Your tasks
[a] In the court ruling excerpt, how long does the plaintiff allege the defendant took to share the independent expert's opinion with him?
[b] In the court ruling excerpt, return the text from "Although the plaintiff does" up to and including "into count one.".

In his memorandum of law in opposition, the plaintiff cites to the following allegations as providing a factual predicate for his claim for punitive damages: (1) the defendant failed to inform the plaintiff of the Sousa deposition, which deprived the plaintiff of the opportunity to be present and provide input; (2) the defendant obtained the opinion of an independent expert, but it failed to share that information with the plaintiff for nine months; (3) although the plaintiff was told that he would not be reported to the National Practitioners Data Bank, the defendant eventually reported him to same; (4) the plaintiff was named as a payor on the settlement proceeds and this was done without the plaintiff's consent or knowledge and (5) when the plaintiff hired independent counsel the defendant refused to turn over the plaintiff's entire file to him. Although some of these factual allegations do implicate intentional conduct on the part of the defendant and its agents, the court finds that none of these alleged acts rise to the level of "wanton or willful misconduct" needed to obtain punitive damages. Even if construed in a manner most favorable to the pleader, the allegations in count one and those incorporated into that count only allege negligent acts, or, at worst, ordinary malfeasances. Tellingly, count one also fails to allege that the defendant committed these acts with extreme recklessness or willful or malicious intent, which is necessary for the recovery of punitive damages. For these reasons, the court orders the prayer for relief requesting punitive damages as to count one to be stricken.

Although the plaintiff does allege in count two that the defendant's conduct was willful, wanton and/or recklessly indifferent to the plaintiff's rights, this allegation is not incorporated into count one.

Dataset entries

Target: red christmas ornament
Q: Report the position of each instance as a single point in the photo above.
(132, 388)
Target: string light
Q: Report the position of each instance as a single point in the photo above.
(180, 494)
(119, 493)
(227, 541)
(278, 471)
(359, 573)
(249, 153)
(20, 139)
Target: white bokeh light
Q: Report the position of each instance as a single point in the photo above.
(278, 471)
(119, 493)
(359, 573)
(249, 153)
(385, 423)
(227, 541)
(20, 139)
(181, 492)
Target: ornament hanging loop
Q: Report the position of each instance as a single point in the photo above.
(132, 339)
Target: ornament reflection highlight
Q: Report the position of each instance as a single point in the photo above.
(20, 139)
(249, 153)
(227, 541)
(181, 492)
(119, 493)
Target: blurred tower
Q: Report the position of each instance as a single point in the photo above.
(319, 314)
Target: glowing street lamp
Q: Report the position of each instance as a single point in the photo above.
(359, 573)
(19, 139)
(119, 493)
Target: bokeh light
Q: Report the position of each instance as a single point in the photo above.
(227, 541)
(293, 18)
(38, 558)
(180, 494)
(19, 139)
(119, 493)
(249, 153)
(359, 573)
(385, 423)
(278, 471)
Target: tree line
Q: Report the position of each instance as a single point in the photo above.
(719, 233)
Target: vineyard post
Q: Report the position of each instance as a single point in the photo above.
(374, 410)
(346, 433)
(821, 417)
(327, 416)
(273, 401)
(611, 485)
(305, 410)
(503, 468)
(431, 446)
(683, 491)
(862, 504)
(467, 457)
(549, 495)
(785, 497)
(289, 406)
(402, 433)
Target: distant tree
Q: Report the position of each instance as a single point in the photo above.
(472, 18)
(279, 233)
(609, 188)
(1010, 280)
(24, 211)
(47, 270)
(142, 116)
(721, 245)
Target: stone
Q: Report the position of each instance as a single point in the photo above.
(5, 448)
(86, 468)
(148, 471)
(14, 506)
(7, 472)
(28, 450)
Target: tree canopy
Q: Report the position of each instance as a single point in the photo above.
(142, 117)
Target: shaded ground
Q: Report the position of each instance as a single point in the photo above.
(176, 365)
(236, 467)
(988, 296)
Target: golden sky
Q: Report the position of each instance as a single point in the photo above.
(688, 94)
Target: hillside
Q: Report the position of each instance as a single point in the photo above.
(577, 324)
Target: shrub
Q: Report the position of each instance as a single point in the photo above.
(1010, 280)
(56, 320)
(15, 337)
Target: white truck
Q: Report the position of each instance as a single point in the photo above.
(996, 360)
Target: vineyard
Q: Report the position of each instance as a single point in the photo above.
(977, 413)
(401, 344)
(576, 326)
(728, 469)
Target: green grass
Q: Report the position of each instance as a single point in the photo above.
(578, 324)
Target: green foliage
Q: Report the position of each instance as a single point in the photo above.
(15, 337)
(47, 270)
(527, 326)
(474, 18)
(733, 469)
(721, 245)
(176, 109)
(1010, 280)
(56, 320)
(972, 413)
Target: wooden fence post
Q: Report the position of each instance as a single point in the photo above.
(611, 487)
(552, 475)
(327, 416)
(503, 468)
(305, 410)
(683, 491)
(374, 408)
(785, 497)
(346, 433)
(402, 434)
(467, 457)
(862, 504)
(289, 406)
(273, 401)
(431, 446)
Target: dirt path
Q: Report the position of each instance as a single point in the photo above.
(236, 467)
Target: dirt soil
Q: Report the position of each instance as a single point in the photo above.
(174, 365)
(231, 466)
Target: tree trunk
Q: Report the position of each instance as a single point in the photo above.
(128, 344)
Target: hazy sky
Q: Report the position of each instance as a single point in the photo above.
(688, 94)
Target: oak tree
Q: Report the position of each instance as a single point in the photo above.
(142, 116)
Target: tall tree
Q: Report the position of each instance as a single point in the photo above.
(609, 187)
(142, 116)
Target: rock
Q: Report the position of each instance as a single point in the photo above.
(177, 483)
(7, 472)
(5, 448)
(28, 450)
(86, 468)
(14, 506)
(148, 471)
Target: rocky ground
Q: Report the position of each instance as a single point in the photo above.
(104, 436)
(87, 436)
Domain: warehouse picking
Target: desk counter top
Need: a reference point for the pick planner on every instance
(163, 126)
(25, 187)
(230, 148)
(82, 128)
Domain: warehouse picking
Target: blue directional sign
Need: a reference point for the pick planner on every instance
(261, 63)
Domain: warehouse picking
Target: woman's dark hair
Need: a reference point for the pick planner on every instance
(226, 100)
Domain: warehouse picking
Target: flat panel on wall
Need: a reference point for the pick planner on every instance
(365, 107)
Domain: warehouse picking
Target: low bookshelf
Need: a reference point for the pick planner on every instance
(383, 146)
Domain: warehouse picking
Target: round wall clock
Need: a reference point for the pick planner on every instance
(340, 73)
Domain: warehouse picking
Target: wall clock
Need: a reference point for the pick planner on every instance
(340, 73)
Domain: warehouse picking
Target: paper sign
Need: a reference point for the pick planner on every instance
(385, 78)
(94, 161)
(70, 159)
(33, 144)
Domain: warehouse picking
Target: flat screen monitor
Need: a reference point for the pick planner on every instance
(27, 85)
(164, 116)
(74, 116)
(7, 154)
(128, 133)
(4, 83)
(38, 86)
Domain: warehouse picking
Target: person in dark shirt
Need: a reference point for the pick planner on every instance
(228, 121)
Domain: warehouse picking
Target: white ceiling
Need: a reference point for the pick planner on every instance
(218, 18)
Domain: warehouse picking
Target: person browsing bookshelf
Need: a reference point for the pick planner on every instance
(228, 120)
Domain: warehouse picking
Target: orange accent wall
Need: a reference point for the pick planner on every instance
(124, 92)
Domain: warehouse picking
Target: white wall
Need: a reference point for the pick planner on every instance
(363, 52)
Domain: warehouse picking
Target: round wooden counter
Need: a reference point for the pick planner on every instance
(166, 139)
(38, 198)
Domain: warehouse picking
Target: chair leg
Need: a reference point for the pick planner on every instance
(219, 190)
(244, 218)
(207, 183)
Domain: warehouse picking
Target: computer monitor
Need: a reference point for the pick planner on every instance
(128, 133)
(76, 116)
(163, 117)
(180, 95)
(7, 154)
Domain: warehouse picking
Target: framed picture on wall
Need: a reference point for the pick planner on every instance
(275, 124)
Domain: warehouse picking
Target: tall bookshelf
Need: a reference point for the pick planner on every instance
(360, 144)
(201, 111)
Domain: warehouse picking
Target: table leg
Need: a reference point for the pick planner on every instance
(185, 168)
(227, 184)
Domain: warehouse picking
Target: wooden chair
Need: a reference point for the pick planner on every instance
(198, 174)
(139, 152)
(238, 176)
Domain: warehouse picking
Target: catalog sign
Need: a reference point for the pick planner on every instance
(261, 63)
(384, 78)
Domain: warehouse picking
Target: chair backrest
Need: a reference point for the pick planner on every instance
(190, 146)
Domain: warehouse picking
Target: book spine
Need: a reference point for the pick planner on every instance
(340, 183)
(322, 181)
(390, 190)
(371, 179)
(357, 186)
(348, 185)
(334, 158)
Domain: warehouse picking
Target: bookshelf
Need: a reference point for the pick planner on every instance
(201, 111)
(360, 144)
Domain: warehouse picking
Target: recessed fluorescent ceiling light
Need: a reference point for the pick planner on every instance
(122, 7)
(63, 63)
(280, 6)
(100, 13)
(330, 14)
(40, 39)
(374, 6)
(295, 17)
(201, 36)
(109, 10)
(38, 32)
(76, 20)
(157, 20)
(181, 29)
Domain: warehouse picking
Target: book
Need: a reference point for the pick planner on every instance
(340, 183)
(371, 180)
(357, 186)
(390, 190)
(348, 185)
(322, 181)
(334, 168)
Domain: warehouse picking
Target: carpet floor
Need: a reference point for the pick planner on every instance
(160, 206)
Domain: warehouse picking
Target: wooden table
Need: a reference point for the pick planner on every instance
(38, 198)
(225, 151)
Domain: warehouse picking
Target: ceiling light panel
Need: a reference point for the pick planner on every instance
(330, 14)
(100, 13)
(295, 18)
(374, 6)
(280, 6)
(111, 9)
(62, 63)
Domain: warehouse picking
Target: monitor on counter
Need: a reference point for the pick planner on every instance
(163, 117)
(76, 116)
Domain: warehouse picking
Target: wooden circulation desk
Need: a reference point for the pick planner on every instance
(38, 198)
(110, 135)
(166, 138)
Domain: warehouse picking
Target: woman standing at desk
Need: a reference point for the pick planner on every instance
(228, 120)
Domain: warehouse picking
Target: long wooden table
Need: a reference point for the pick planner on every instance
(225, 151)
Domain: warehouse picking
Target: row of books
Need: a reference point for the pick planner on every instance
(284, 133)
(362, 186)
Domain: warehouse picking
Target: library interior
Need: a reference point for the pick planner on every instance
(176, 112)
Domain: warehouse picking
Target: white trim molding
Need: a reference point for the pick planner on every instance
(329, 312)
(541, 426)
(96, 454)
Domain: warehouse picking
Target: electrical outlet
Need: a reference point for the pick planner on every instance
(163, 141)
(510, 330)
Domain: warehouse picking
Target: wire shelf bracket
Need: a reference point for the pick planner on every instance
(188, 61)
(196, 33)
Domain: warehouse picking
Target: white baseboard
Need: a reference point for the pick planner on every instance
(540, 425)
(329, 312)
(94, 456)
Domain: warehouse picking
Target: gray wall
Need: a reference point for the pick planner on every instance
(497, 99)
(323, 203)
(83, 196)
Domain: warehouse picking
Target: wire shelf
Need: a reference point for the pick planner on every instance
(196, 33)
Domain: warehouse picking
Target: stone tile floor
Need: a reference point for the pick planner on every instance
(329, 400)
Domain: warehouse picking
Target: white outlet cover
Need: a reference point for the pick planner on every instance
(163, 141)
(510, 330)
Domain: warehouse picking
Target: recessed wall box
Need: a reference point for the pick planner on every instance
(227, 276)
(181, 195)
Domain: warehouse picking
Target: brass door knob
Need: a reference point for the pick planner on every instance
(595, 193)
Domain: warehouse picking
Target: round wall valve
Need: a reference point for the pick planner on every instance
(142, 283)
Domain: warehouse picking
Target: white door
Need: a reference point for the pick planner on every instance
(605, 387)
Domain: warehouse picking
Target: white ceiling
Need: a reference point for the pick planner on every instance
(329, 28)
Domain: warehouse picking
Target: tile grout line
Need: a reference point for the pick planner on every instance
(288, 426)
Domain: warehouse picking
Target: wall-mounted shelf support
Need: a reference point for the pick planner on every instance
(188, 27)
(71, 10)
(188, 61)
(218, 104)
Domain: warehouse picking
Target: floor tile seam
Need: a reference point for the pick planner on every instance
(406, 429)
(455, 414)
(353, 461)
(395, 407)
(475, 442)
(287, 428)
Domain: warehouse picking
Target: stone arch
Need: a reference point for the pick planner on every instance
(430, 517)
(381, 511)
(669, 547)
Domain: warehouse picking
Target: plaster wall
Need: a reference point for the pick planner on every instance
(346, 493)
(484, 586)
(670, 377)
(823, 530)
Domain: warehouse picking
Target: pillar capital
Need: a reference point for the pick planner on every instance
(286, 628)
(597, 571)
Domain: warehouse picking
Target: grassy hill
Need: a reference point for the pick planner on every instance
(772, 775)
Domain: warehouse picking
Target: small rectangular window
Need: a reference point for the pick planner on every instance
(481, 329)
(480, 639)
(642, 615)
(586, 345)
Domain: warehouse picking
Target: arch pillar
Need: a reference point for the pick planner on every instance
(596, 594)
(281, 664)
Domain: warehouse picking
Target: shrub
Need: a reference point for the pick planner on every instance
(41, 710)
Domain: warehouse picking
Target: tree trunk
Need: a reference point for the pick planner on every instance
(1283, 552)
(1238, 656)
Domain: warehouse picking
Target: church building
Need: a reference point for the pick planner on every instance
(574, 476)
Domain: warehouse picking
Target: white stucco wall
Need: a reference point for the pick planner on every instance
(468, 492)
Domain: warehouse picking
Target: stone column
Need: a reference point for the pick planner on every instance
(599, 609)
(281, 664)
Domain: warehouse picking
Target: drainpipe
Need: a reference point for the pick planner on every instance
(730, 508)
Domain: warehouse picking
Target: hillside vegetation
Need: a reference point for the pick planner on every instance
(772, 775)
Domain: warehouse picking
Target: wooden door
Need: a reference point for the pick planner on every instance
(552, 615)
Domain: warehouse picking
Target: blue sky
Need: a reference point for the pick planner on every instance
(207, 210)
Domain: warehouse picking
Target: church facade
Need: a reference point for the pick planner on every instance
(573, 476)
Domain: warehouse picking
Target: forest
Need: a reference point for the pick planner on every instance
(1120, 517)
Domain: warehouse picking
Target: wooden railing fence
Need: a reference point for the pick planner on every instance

Answers per task
[a] Nine months.

[b]
Although the plaintiff does allege in count two that the defendant's conduct was willful, wanton and/or recklessly indifferent to the plaintiff's rights, this allegation is not incorporated into count one.